# Exercise goal
Convert every line of the records below into a JSON list of strings, one string per line, skipping blank lines and omitting the pictures.

# Task input
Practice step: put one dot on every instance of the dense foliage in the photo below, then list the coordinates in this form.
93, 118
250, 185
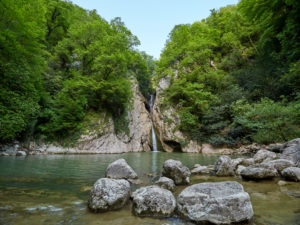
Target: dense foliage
235, 75
59, 61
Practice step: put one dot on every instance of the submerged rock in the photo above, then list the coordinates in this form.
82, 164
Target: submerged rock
166, 183
279, 164
275, 147
264, 155
248, 162
239, 169
291, 151
223, 166
217, 203
21, 153
291, 173
259, 172
109, 194
175, 170
199, 170
153, 201
119, 169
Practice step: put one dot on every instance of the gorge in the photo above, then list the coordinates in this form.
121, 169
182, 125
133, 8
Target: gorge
95, 131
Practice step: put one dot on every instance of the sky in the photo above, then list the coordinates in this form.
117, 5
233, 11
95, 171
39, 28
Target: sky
152, 20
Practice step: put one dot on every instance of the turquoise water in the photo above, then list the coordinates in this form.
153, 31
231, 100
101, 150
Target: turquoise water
54, 189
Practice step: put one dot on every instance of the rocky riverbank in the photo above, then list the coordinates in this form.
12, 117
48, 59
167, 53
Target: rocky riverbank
223, 202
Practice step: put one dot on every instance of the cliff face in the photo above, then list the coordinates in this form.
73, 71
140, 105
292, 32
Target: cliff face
166, 121
105, 140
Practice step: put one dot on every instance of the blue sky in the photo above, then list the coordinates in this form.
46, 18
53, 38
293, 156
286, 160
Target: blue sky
152, 20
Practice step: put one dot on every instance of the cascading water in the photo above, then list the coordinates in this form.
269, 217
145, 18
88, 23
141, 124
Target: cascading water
154, 142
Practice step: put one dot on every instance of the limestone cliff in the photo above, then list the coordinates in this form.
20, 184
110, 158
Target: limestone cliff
103, 139
166, 121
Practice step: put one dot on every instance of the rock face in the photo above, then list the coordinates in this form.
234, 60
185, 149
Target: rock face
153, 201
119, 169
259, 172
109, 194
176, 171
166, 183
223, 166
264, 155
291, 151
217, 203
166, 119
105, 140
291, 173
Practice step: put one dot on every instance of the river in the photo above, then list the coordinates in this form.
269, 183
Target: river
53, 189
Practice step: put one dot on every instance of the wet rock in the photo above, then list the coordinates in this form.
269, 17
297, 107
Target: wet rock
239, 169
282, 183
223, 166
279, 164
248, 162
259, 172
119, 169
153, 201
109, 194
208, 149
21, 153
277, 148
291, 151
264, 155
236, 162
199, 170
4, 154
291, 173
216, 203
166, 183
175, 170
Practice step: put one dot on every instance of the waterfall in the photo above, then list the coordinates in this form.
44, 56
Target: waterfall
154, 142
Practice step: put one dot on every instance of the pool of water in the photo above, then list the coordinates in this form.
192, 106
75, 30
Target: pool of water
54, 189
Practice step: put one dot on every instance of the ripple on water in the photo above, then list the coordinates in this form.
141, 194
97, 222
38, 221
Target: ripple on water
54, 190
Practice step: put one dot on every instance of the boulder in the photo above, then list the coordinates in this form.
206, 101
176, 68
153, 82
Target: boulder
248, 162
291, 173
4, 154
236, 162
239, 169
199, 170
279, 164
264, 155
259, 172
291, 151
166, 183
21, 153
275, 147
175, 170
119, 169
223, 166
216, 203
109, 194
153, 201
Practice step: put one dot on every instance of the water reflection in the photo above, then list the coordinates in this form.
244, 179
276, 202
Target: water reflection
54, 190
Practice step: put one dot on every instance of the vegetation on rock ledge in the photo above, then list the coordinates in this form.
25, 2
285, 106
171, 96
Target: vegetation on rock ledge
235, 75
58, 62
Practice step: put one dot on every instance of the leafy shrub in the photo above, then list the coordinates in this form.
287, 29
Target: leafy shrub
267, 121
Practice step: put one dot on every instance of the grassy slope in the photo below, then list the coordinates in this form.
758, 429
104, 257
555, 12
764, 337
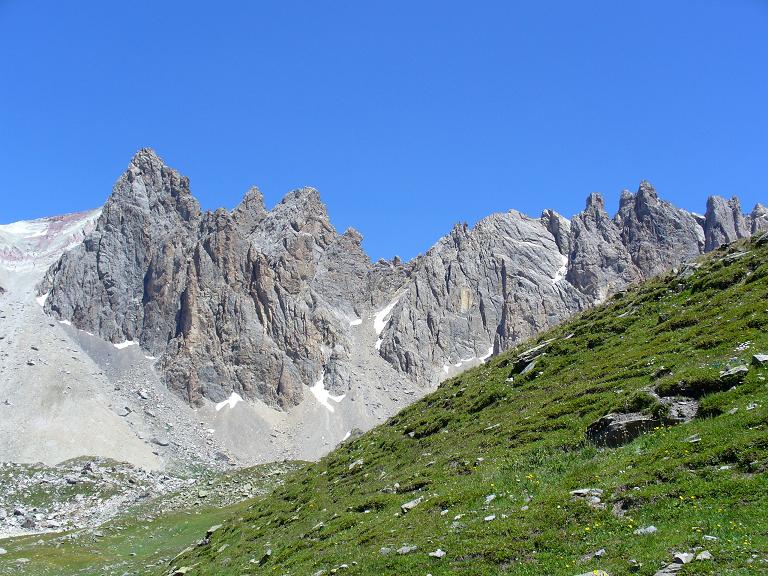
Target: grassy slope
145, 536
523, 441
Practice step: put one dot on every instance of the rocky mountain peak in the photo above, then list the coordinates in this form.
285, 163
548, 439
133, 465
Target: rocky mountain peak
148, 185
724, 222
265, 303
758, 218
595, 203
646, 191
250, 211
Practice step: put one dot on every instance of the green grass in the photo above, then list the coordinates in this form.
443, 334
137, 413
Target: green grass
144, 537
523, 441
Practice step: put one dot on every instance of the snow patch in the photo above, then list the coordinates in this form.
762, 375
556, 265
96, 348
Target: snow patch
26, 228
323, 396
560, 274
462, 361
380, 319
232, 401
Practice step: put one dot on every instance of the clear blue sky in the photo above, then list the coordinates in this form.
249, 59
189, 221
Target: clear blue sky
407, 116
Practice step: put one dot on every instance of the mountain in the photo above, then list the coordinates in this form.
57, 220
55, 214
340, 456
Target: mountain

# Answer to this problem
[
  "Practice step: put one dot on every instance of the dense foliage in the photo below, then list the coordinates in this form.",
  "93, 118",
  "250, 185",
  "Target: dense foliage",
  "235, 75",
  "59, 61",
  "Practice step: put one dot on every instance of the submerged rock in the photo above, then list the coordinates in this form.",
  "82, 164",
  "Target: submerged rock",
  "166, 183",
  "279, 164",
  "275, 147",
  "264, 155",
  "248, 162",
  "239, 169",
  "291, 151",
  "223, 166",
  "217, 203",
  "21, 153",
  "291, 173",
  "259, 172",
  "109, 194",
  "175, 170",
  "199, 170",
  "153, 201",
  "119, 169",
  "Practice step: put one dot on every instance of the gorge in the photo above, then list the coordinates in this form.",
  "121, 169",
  "182, 125",
  "133, 8",
  "Target: gorge",
  "95, 131",
  "Practice step: put one dot on every instance of the sky in the photo above, then list the coordinates in this form.",
  "117, 5",
  "233, 11",
  "95, 171",
  "39, 28",
  "Target: sky",
  "152, 20",
  "Practice step: put one dot on every instance of the turquoise water in the photo above, then list the coordinates in this form.",
  "153, 31",
  "231, 100",
  "101, 150",
  "Target: turquoise water",
  "54, 189",
  "Practice step: put one dot on every instance of the rocky riverbank in the photo above, then list the coordinates in this form.",
  "12, 117",
  "48, 59",
  "167, 53",
  "Target: rocky riverbank",
  "223, 202",
  "Practice step: put one dot on every instance of the cliff face in the photo above, then list the coordinates in this form.",
  "73, 71",
  "140, 105",
  "292, 32",
  "Target: cliff face",
  "166, 121",
  "105, 140",
  "Practice step: put one dot on every instance of the blue sky in the photo above, then list the coordinates in this form.",
  "46, 18",
  "53, 38",
  "293, 156",
  "286, 160",
  "Target: blue sky",
  "152, 20",
  "Practice step: put one dot on every instance of the cascading water in the photo above, then list the coordinates in this form.",
  "269, 217",
  "145, 18",
  "88, 23",
  "141, 124",
  "Target: cascading water",
  "154, 142",
  "Practice step: put one dot on every instance of the limestone cliff in the photo above, then list the coordinates in this form.",
  "20, 184",
  "110, 158",
  "Target: limestone cliff",
  "103, 139",
  "166, 121",
  "Practice step: put one dot on every instance of the rock face in the photo above, then list the coordinates in this form.",
  "234, 60",
  "185, 149",
  "Target: rock face",
  "153, 201",
  "119, 169",
  "259, 172",
  "109, 194",
  "176, 171",
  "166, 183",
  "223, 166",
  "264, 155",
  "291, 151",
  "217, 203",
  "166, 119",
  "105, 140",
  "291, 173",
  "Practice step: put one dot on every instance of the river in the photo above, then list the coordinates in this form.",
  "269, 183",
  "Target: river",
  "53, 189",
  "Practice step: put one dot on every instance of the wet rock in the photo above, then list the coordinates in this form.",
  "269, 17",
  "297, 107",
  "Target: wet rock",
  "239, 169",
  "282, 183",
  "223, 166",
  "279, 164",
  "248, 162",
  "259, 172",
  "119, 169",
  "153, 201",
  "109, 194",
  "208, 149",
  "21, 153",
  "277, 148",
  "291, 151",
  "264, 155",
  "236, 162",
  "199, 170",
  "4, 154",
  "291, 173",
  "216, 203",
  "166, 183",
  "175, 170",
  "Practice step: put one dot on every instance of the waterfall in the photo above, then list the coordinates in this form.",
  "44, 56",
  "Target: waterfall",
  "154, 142",
  "Practice step: put one dot on every instance of the pool of water in the photo above, then list the coordinates in this form.",
  "192, 106",
  "75, 30",
  "Target: pool of water",
  "54, 189",
  "Practice step: put one dot on every instance of the ripple on water in the photo above, then list the coordinates in this form.",
  "141, 194",
  "97, 222",
  "38, 221",
  "Target: ripple on water",
  "54, 190",
  "Practice step: put one dot on every instance of the boulder in the photo above, then list the coordinates in this form.",
  "206, 101",
  "176, 68",
  "153, 82",
  "Target: boulder",
  "248, 162",
  "291, 173",
  "4, 154",
  "236, 162",
  "239, 169",
  "199, 170",
  "279, 164",
  "264, 155",
  "259, 172",
  "291, 151",
  "166, 183",
  "21, 153",
  "275, 147",
  "175, 170",
  "119, 169",
  "223, 166",
  "216, 203",
  "109, 194",
  "153, 201",
  "Practice step: put one dot on every instance of the water reflection in the photo above, then list the coordinates in this form.",
  "244, 179",
  "276, 202",
  "Target: water reflection",
  "54, 190",
  "Practice step: put one dot on every instance of the vegetation on rock ledge in the photo above, then list the coordinates in this form.",
  "25, 2",
  "285, 106",
  "171, 96",
  "Target: vegetation on rock ledge",
  "235, 75",
  "58, 62",
  "Practice step: put one dot on every instance of the leafy shrub in the photo above, then list the coordinates in this form.",
  "287, 29",
  "Target: leafy shrub",
  "267, 121",
  "Practice step: put one dot on every instance of the grassy slope in the photo below, then list the coordinates in this form.",
  "758, 429",
  "104, 257",
  "555, 12",
  "764, 337",
  "Target: grassy slope",
  "145, 536",
  "523, 441",
  "Practice step: put one dot on every instance of the rocky mountain peak in the photo above, then list the coordinates in this form.",
  "285, 163",
  "548, 439",
  "133, 465",
  "Target: rocky mountain peak",
  "148, 185",
  "724, 222",
  "265, 303",
  "758, 218",
  "595, 203",
  "646, 191",
  "250, 211",
  "Practice step: put one dot on every instance of the green grass in the photo above, then list the coordinates in this form.",
  "443, 334",
  "137, 413",
  "Target: green grass",
  "144, 537",
  "523, 441",
  "Practice step: put one dot on every instance of the snow patch in the photo above, then list the coordinates in this form.",
  "762, 375",
  "556, 265",
  "96, 348",
  "Target: snow patch",
  "26, 228",
  "323, 396",
  "560, 274",
  "462, 361",
  "380, 319",
  "232, 401",
  "Practice step: put one dot on every instance of the clear blue sky in the photo above, then list the coordinates in this form.",
  "249, 59",
  "189, 221",
  "Target: clear blue sky",
  "407, 116",
  "Practice step: put one dot on every instance of the mountain in the photo above, then list the coordinates in this form.",
  "57, 220",
  "55, 214",
  "340, 456",
  "Target: mountain"
]